Homilia Dominical / Frei João Santiago
I Dom Ressurreição João 20, 1-9
"No primeiro dia que se seguia ao sábado, Maria Madalena foi ao sepulcro, de manhã cedo, quando ainda estava escuro. Viu a pedra removida do sepulcro. 2.Correu e foi dizer a Simão Pedro e ao outro discípulo a quem Jesus amava: Tiraram o Senhor do sepulcro, e não sabemos onde o puseram! 3.Saiu então Pedro com aquele outro discípulo, e foram ao sepulcro. 4.Corriam juntos, mas aquele outro discípulo correu mais depressa do que Pedro e chegou primeiro ao sepulcro. 5.Inclinou-se e viu ali os panos no chão, mas não entrou. 6.Chegou Simão Pedro que o seguia, entrou no sepulcro e viu os panos postos no chão. 7.Viu também o sudário que estivera sobre a cabeça de Jesus. Não estava, porém, com os panos, mas enrolado num lugar à parte. 8.Então entrou também o discípulo que havia chegado primeiro ao sepulcro. Viu e creu. 9.Em verdade, ainda não haviam entendido a Escritura, segundo a qual Jesus devia ressuscitar dentre os mortos. 10.Os discípulos, então, voltaram para as suas casas."

(A fazer):
Liste as pessoas chamadas por nome próprio na parte entre aspas do trecho sobre João 20, 1-9. Os registros não são necessários.

(Registros apresentados):

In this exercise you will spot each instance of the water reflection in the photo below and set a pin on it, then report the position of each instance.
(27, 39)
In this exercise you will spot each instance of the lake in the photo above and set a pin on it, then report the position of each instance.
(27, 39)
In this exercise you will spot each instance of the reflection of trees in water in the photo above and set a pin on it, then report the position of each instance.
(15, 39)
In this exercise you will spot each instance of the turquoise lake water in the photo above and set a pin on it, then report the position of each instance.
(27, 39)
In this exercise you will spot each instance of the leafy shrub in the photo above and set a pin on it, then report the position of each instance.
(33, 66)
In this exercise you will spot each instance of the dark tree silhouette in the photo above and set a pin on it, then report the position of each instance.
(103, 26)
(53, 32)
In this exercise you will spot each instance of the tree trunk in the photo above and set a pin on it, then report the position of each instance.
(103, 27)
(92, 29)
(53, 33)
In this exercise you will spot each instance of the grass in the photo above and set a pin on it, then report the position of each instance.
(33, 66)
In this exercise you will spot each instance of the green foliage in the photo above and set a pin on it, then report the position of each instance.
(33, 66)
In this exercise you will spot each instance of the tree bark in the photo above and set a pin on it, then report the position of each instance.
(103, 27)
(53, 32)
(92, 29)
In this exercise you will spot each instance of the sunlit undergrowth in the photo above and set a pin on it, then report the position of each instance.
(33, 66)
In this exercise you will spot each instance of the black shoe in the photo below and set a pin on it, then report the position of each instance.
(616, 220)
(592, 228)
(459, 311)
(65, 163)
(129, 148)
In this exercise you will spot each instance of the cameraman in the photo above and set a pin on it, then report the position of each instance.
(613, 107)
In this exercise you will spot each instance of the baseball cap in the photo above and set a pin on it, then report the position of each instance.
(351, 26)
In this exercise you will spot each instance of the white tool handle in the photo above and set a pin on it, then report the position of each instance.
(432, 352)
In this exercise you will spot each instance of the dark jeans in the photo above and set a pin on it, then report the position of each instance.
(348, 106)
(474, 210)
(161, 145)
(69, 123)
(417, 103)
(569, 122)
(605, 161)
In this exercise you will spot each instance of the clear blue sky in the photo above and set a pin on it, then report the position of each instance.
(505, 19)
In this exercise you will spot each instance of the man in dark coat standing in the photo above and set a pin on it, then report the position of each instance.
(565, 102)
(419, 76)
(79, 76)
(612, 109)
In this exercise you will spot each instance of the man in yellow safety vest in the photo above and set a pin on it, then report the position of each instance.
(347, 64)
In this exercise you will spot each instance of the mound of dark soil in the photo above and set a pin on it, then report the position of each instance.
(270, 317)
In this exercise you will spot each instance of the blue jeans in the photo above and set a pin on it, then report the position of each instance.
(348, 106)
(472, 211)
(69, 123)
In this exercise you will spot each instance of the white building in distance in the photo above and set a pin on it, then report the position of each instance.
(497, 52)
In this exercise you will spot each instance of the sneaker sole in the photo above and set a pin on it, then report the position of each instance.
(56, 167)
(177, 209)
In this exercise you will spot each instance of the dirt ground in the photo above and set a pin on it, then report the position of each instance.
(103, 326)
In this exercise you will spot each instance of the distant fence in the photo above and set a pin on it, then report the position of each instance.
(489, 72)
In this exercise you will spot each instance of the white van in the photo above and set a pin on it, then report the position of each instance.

(Resposta):
Maria Madalena, Simão Pedro e Jesus.